##### Girdi verisi #####

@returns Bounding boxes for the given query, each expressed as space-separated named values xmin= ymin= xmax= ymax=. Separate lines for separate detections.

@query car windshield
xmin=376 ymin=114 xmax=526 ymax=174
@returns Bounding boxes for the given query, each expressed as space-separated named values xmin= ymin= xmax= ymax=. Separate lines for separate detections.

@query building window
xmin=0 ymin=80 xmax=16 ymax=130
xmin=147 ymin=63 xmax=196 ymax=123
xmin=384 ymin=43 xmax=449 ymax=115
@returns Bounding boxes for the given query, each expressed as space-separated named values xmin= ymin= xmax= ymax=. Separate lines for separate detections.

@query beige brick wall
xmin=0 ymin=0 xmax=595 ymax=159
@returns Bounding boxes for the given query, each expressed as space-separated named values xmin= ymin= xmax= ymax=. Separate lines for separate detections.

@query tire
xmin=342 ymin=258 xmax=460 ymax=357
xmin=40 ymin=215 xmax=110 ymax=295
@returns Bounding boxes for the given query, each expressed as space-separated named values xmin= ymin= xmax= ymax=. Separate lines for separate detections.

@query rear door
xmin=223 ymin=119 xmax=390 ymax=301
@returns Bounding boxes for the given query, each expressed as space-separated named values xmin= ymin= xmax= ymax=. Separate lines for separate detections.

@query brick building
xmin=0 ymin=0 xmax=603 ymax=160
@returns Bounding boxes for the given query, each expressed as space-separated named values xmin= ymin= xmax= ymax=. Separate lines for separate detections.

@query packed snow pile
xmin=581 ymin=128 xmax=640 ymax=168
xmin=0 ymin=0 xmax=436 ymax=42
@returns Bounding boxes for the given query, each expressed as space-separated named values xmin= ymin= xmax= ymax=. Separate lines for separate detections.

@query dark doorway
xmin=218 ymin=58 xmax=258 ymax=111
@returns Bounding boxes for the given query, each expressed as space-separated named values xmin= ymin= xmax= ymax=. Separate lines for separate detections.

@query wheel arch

#####
##### Girdi verisi #####

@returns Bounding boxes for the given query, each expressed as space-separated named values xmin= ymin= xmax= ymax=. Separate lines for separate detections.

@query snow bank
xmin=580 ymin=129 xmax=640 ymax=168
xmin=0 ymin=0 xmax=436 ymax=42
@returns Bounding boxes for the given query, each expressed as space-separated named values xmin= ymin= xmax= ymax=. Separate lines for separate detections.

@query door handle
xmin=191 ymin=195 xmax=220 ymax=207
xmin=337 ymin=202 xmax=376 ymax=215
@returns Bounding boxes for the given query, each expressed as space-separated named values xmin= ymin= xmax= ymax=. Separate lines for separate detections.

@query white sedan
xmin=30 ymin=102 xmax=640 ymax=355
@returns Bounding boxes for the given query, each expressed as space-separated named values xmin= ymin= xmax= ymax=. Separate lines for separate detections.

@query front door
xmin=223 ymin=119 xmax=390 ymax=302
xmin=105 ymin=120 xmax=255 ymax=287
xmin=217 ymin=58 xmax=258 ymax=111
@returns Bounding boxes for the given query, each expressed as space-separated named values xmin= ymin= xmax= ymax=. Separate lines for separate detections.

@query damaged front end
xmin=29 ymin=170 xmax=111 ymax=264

#####

## Hedef
Yukarıdaki satırlardan "brick" sözcüğünü içerenleri sayın ve yalnızca bu sayıyı yazın.

## Yazılı yanıt
2